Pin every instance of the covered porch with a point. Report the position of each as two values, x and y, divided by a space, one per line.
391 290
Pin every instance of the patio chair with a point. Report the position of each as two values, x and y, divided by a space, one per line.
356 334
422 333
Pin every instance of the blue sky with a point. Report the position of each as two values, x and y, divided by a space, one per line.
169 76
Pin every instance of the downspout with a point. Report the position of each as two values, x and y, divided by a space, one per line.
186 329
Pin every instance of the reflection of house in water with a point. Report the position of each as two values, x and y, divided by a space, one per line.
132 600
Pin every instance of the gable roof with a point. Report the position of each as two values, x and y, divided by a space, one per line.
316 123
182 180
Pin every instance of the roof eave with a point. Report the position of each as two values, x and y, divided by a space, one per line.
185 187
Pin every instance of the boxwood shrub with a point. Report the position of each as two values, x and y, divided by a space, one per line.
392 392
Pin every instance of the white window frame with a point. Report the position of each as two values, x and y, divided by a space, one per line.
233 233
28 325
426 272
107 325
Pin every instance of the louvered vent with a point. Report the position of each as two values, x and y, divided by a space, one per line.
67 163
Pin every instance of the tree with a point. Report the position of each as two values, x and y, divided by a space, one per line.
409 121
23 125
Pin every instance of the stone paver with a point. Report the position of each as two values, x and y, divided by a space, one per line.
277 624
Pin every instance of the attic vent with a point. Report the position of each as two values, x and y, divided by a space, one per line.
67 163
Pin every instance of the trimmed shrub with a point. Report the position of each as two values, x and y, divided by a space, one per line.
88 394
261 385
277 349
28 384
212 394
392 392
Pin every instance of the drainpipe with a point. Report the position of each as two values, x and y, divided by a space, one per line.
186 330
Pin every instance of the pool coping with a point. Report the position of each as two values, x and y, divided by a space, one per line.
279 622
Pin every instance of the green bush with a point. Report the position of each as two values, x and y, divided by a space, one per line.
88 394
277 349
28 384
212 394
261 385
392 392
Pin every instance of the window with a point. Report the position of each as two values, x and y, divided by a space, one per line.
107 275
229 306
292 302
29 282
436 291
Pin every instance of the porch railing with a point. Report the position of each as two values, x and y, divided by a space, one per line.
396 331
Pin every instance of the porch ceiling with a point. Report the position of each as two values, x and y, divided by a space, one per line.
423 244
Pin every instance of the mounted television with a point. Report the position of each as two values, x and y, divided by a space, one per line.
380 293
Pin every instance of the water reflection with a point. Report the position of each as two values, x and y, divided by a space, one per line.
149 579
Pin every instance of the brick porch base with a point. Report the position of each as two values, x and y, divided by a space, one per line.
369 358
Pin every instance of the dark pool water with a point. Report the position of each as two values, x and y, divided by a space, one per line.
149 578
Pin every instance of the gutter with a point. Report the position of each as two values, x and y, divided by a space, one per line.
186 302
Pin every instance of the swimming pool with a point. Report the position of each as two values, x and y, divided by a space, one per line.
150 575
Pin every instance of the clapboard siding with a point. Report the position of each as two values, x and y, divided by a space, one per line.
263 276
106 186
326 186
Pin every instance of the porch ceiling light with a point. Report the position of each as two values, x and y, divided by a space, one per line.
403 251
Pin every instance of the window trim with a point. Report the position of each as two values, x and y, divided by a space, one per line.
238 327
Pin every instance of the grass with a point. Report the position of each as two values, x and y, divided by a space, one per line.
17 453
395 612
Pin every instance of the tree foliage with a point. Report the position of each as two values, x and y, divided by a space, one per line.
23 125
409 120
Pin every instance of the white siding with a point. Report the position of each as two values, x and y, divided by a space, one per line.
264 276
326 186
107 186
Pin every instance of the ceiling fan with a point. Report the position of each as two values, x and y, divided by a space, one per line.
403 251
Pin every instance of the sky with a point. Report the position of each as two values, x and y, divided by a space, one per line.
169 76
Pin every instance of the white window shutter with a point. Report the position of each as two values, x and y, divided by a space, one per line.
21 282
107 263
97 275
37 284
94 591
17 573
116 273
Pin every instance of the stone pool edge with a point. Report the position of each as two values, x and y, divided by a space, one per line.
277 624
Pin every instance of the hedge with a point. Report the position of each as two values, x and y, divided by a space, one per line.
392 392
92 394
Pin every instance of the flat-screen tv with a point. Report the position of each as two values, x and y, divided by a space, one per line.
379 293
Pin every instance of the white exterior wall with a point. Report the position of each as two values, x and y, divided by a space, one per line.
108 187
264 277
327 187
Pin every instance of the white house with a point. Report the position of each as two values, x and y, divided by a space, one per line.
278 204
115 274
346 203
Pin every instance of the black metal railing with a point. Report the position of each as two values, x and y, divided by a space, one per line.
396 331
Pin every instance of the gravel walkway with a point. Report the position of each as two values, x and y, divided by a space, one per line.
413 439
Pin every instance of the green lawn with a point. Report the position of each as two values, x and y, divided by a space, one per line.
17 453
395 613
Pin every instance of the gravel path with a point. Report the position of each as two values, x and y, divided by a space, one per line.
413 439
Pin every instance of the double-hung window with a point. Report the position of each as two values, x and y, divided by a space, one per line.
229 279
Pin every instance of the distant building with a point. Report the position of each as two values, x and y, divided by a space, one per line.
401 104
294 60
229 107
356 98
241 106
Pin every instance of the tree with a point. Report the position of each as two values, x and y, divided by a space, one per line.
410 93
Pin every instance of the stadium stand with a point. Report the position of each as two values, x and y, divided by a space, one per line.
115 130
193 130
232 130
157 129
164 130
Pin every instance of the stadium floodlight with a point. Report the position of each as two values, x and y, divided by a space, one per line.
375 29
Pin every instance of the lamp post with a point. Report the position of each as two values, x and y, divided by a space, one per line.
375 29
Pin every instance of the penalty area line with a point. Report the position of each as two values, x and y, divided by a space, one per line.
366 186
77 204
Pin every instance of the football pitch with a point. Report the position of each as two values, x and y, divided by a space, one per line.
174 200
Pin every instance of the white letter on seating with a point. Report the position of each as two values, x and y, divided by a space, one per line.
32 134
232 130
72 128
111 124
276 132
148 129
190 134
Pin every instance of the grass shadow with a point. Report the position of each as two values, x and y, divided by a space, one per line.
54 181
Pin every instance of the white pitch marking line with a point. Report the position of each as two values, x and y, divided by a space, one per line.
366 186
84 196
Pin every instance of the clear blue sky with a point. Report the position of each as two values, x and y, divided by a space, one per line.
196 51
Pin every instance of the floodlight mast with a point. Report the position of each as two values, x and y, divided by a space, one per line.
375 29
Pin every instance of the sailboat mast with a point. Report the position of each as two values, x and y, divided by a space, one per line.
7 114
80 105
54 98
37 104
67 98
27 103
· · · · ·
### Aim
Could you reproduce every one of the items above verbatim, keeping each line in its original order?

### Solution to the problem
Pin every instance of the covered porch with a point. Report the position of each as two values, x and y, divided by a space, one per line.
391 290
Pin every instance of the patio chair with a point. Report the position of each as two values, x and y, divided by a space, one per line.
356 334
422 333
Pin every instance of the blue sky with a point. Report the position of each as two values, x and y, divided by a space, one per line.
169 76
Pin every instance of the downspout with a point. Report the position of each as two values, x and y, divided by a space, one per line.
186 329
Pin every instance of the reflection of house in water with a point. Report the position of each as two values, x and y, divided by a space, one per line.
132 600
Pin every instance of the gable roof with a point. Report the position of each as two values, x and y, divided by a space, one per line.
316 123
182 180
Pin every instance of the roof eave with a point. Report the position of each as two values, x and y, divided by a space, one per line.
185 187
Pin every instance of the boxwood shrub with a point. Report the position of each as two values, x and y, divided by a space, one per line.
392 392
Pin every instance of the white window frame with a point. Report the position of each as two values, x and y, divided by a space, one per line.
233 233
28 325
426 272
107 325
Pin every instance of the louvered vent with a point. Report the position of each as two values, x and y, divided by a space, one per line.
67 163
Pin every instance of the tree with a point. Report the position of each as two values, x and y, divided by a space, one per line.
409 121
23 125
Pin every instance of the stone paver with a point. Report the position of each as two values, x and y, divided by a space, one per line.
277 624
Pin every instance of the attic vent with a point. Report the position of each as two values, x and y, divided by a space, one per line.
67 163
Pin every instance of the trimmed shrub with a point. Report the position of each as two values, x and y, divided by a space, one per line.
88 394
261 385
277 349
28 384
212 394
392 392
Pin every instance of the drainpipe with a point. Report the position of each as two values, x and y, divided by a space, one per line.
186 330
Pin every instance of the pool coping with a point. Report the position of each as two values, x and y, divided by a space, one per line.
279 622
Pin every instance of the green bush with a point. Report the position of each as two values, x and y, divided by a space, one per line.
88 394
277 349
28 384
212 394
261 385
392 392
Pin every instance of the window with a point. Report the position of each as two values, x and y, divided by a space, one per line.
107 275
229 306
292 302
29 282
436 291
Pin every instance of the porch railing with a point. Report the position of each as two values, x and y, divided by a space, one per line.
396 331
Pin every instance of the porch ceiling with a point. Report the position of each as two values, x and y, divided by a space, one per line.
423 244
Pin every instance of the mounted television with a point. Report the position of each as two values, x and y, divided by a space, one per line.
380 293
Pin every instance of the water reflection with a point. Report the position of each as two values, x and y, divided by a space, one per line.
149 579
Pin every instance of the brick porch base with a point. Report the position of each as two values, x and y, divided by a space, one per line.
369 358
Pin every instance of the dark pool water with a point. Report the position of each as two values, x and y, divided by a space, one per line.
149 578
Pin every instance of the gutter with a point. Report the position of each as two values, x and y, divided by a space, one per line.
186 302
Pin every instance of the swimming pool with a point. Report the position of each as two values, x and y, divided by a space, one per line.
150 575
Pin every instance of the clapboard siding with a point. Report the position of each as two values, x and y, divided by a space, one per line.
263 276
106 186
326 186
Pin every instance of the porch ceiling light with a point. Report the position of each as two values, x and y, divided by a space, one per line.
403 251
Pin every instance of the window trim with a point. Report the position of each as two values, x and y, divided by a space, one per line.
238 327
Pin every instance of the grass with a point. Report the position of each as two values, x and y, divided by a space, one per line.
17 453
395 612
Pin every instance of the tree foliage with a point. Report the position of each as two values, x and y, divided by a space, one per line.
23 125
409 120
Pin every instance of the white siding with a point. Report the position of each as two values, x and y, divided by a space, one per line.
264 276
326 186
107 186
Pin every instance of the ceiling fan with a point. Report the position of each as two values, x and y, divided by a space, one per line.
403 251
Pin every instance of the sky with a point. Report the position of each as two values, x and y, divided by a space, one per line.
169 76
Pin every instance of the white window shutter with a point. Report the position of each as two values, x and y, divided by a space, one per line.
21 282
107 263
97 275
37 284
94 591
17 573
116 273
Pin every instance of the stone pool edge with a point. Report the position of each as two values, x and y, divided by a space, one per line.
277 624
Pin every instance of the hedge with a point. Report the position of each as two values, x and y, divided by a space, one per line.
392 392
92 394
Pin every instance of the flat-screen tv with a point. Report the position of each as two values, x and y, divided by a space, one per line.
379 293
Pin every instance of the white exterior wall with a point. Report the position of each as two values, x and y, divided by a space, one per line.
108 187
264 277
327 187
Pin every instance of the white house with a point. Report the position of each as two values, x and y, divided by a space, one per line.
278 204
115 274
346 203
Pin every instance of the black metal railing with a point. Report the position of each as two values, x and y, divided by a space, one per line.
396 331
Pin every instance of the gravel walkway with a point. Report the position of each as two values, x and y, divided by a space, one per line.
413 439
Pin every instance of the green lawn with a point. Report the position of each as two values, x and y, divided by a space, one per line.
17 453
395 613
Pin every instance of the gravel path with a point. Report the position of each as two values, x and y, divided by a space, one per line.
413 439
Pin every instance of the double-hung window with a point. Report the position of each as two values, x and y, divided by a space, one per line.
229 279
Pin every instance of the distant building with a point. Report the position of each as two values, x and y, divided by a space, one per line.
401 104
294 60
229 107
356 98
241 106
Pin every instance of the tree with a point. Report the position of each as two values, x and y, divided by a space, one per line.
410 93
Pin every instance of the stadium stand with a point. Report the position of each as two values, x and y, divided by a space, one per line.
115 130
193 130
232 130
157 129
164 130
Pin every instance of the stadium floodlight with a point. Report the position of each as two values, x and y, divided by a space, one per line.
375 29
Pin every instance of the lamp post with a point. Report the position of each as two values, x and y, divided by a space, one per line.
375 29
Pin every instance of the penalty area line with a point. Report the position of each as two values, x and y, divided by a space, one per line.
366 186
77 204
Pin every instance of the football pitch with a point. Report the position of each as two values, x and y, divided by a space, one per line.
174 200
Pin every instance of the white letter on seating with a point. Report the position of each as two values, x and y, divided by a space, one per line.
32 134
232 130
72 128
111 124
276 132
148 129
190 134
Pin every instance of the grass shadow with a point. Report the position of each as two values, x and y, divided by a space, one per line.
54 181
Pin every instance of the white pitch marking line with a point. Report the position of each as two values, x and y, divided by a space, one per line.
366 186
84 196
Pin every instance of the clear blue sky with a point. Report the position of each as two values, x and y, divided by a space, one per line.
196 51
Pin every instance of the floodlight mast with a point. Report the position of each as two values, x and y, divided by a space, one per line.
375 29
Pin every instance of the sailboat mast with a point. Report the position of each as two values, x and y, divided by a space, one per line.
7 114
80 105
54 98
37 104
67 98
27 103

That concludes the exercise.